Supplied data =>
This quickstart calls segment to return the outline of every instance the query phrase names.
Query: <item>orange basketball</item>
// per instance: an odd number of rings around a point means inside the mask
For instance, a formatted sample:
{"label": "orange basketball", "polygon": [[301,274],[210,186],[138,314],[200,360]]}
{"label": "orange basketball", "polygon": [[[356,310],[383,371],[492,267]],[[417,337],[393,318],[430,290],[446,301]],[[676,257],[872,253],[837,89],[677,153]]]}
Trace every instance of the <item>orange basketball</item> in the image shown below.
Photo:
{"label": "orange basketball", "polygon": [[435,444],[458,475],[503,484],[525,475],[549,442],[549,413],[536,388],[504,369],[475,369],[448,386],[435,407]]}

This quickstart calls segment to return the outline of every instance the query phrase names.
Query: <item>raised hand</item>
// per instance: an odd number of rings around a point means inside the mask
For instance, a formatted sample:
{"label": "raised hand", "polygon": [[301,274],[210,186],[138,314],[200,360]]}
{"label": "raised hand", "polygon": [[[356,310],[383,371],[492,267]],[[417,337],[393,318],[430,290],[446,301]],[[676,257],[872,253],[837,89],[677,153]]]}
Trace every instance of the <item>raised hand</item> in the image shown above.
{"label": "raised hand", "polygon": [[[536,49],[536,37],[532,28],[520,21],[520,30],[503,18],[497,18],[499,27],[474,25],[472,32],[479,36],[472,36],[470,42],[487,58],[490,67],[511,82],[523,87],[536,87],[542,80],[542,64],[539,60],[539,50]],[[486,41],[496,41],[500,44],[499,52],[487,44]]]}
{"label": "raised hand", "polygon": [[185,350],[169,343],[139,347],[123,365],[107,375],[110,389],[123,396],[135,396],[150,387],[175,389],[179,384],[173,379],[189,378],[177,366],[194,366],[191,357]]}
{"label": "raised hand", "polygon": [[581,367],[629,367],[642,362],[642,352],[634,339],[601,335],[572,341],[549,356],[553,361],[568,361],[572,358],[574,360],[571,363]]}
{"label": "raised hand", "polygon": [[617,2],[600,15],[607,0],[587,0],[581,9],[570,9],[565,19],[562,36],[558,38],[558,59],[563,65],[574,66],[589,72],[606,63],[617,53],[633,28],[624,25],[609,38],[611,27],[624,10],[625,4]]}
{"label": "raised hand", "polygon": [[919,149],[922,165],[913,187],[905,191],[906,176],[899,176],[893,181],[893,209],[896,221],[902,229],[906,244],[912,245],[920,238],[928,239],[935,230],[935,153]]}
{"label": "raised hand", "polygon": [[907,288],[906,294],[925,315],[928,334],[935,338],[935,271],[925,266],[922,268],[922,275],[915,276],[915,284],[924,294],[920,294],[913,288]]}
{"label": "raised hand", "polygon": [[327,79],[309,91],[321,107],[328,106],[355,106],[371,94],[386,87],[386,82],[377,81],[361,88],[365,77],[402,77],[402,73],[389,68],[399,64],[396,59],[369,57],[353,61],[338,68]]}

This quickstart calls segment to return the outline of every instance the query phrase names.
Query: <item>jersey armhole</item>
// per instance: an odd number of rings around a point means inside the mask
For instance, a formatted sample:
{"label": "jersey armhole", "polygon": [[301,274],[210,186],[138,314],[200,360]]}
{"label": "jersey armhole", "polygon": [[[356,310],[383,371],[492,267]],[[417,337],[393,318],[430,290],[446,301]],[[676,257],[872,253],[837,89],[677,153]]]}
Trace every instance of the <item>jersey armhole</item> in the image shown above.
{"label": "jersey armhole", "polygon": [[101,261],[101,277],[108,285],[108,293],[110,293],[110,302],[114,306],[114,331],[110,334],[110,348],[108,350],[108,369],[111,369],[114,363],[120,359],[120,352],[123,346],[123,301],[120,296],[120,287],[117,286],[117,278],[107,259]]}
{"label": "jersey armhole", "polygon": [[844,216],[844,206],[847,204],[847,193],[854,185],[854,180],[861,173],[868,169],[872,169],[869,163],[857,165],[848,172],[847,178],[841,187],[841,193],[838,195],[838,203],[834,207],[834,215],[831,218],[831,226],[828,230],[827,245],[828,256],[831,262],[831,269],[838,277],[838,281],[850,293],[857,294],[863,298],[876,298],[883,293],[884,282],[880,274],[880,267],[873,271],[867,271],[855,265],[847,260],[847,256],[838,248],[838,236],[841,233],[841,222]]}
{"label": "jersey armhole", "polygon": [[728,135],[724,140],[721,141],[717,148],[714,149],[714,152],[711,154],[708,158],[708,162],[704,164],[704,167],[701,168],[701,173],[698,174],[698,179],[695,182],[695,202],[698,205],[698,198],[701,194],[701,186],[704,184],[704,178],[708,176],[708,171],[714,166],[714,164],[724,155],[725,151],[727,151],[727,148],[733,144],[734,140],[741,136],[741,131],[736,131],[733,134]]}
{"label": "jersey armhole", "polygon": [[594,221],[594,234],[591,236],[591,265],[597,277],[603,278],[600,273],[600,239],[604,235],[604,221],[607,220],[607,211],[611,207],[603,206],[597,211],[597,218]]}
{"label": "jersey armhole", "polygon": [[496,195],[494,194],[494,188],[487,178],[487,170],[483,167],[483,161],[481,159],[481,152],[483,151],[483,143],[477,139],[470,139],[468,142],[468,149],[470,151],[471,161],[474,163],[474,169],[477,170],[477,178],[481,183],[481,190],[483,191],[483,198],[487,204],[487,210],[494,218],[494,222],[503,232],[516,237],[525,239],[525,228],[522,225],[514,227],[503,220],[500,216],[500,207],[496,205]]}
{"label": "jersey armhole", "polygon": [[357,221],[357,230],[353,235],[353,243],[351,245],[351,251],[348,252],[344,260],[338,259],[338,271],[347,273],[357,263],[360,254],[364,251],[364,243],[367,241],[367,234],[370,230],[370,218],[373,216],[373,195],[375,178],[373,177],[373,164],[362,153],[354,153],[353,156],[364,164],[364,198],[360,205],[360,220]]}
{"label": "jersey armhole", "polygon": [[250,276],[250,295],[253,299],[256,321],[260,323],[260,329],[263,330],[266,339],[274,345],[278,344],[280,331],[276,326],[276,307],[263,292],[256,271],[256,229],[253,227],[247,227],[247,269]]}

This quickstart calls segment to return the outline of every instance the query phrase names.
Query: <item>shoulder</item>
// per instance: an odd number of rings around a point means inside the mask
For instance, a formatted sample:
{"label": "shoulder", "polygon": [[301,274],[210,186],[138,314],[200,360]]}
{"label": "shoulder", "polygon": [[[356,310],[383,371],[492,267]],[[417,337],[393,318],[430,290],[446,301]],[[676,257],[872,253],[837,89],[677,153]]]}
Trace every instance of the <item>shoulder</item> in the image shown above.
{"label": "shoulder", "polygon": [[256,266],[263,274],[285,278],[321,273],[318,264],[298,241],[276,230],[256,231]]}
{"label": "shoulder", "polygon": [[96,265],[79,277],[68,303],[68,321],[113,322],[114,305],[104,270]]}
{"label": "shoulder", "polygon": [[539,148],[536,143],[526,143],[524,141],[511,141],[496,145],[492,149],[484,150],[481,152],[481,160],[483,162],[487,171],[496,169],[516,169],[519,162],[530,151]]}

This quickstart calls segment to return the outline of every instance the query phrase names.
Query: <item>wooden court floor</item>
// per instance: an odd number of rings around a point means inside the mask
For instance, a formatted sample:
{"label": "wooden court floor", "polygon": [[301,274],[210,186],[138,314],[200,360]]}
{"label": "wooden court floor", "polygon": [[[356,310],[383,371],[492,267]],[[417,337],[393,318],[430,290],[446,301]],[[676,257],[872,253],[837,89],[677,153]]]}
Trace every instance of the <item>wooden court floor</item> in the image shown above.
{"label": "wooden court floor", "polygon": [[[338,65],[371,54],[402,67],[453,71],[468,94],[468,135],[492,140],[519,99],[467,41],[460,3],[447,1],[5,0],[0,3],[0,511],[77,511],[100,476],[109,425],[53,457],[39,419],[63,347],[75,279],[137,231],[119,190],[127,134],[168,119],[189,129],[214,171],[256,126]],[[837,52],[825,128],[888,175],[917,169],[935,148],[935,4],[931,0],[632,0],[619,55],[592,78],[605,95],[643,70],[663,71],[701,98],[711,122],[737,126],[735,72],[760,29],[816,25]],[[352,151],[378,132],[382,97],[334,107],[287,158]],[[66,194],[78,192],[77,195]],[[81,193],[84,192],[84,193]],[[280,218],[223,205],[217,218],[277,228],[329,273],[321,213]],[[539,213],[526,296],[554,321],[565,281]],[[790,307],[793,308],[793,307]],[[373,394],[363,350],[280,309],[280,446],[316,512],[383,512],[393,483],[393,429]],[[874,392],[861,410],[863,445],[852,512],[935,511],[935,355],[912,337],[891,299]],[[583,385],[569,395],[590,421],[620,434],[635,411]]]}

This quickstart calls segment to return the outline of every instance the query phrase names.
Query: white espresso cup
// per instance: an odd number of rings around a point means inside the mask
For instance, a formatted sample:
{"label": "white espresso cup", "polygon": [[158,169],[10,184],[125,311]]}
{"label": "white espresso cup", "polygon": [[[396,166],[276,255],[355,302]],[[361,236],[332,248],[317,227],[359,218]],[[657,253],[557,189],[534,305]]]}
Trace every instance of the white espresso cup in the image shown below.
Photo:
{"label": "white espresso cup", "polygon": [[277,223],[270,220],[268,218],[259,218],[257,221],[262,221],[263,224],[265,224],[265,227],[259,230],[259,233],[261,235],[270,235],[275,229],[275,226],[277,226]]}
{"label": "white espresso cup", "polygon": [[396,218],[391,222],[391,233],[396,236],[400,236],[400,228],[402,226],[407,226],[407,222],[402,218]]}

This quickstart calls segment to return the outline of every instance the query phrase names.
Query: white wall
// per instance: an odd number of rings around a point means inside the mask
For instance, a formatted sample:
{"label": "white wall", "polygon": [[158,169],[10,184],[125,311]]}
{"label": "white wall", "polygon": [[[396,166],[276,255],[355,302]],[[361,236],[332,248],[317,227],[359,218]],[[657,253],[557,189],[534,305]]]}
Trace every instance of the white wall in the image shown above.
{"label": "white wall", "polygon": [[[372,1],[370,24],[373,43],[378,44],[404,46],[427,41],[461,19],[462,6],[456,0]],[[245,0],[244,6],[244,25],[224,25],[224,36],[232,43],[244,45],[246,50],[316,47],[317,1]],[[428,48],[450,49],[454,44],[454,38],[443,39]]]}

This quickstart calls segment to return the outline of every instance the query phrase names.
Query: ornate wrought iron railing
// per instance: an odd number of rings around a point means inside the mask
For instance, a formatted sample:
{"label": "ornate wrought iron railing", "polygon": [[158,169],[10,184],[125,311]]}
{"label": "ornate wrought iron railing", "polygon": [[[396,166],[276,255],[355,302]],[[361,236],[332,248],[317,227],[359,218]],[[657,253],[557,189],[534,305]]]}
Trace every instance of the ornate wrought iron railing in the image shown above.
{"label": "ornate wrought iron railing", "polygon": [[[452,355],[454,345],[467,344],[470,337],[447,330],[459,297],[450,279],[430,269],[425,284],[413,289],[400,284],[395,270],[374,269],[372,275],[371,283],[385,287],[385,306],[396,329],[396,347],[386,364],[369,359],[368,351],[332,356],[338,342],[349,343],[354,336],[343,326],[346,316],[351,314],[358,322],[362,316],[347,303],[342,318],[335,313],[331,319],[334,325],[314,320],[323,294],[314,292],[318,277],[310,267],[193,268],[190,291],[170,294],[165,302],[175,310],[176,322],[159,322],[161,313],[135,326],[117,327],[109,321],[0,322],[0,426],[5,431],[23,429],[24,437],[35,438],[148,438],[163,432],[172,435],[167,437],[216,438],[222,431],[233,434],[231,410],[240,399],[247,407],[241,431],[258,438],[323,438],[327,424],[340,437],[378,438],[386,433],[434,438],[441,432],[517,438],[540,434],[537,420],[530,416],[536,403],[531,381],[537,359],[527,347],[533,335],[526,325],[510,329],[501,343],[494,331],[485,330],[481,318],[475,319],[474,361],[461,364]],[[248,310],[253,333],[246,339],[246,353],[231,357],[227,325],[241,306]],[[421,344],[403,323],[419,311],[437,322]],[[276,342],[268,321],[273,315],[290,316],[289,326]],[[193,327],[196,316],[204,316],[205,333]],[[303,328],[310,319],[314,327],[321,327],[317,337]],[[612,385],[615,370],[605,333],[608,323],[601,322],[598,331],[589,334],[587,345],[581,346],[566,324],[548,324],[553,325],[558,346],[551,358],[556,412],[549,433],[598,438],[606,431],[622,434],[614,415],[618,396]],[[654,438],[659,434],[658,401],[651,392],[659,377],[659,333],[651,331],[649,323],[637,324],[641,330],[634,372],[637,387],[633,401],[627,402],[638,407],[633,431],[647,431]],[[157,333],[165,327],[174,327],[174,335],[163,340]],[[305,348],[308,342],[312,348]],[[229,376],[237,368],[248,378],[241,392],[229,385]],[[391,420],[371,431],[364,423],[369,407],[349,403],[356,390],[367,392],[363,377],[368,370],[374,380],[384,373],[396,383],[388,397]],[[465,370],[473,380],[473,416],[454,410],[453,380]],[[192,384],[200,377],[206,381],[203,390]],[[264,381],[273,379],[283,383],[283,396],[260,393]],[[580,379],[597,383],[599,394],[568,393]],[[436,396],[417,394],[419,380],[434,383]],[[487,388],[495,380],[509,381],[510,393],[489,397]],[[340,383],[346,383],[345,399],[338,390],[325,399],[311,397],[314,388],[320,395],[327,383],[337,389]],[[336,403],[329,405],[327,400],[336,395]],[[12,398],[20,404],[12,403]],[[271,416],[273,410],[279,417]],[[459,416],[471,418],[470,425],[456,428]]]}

The request =>
Count the lines in the entries that contain the word "above", treating uppercase and lowercase as different, and reply with only the number.

Response =>
6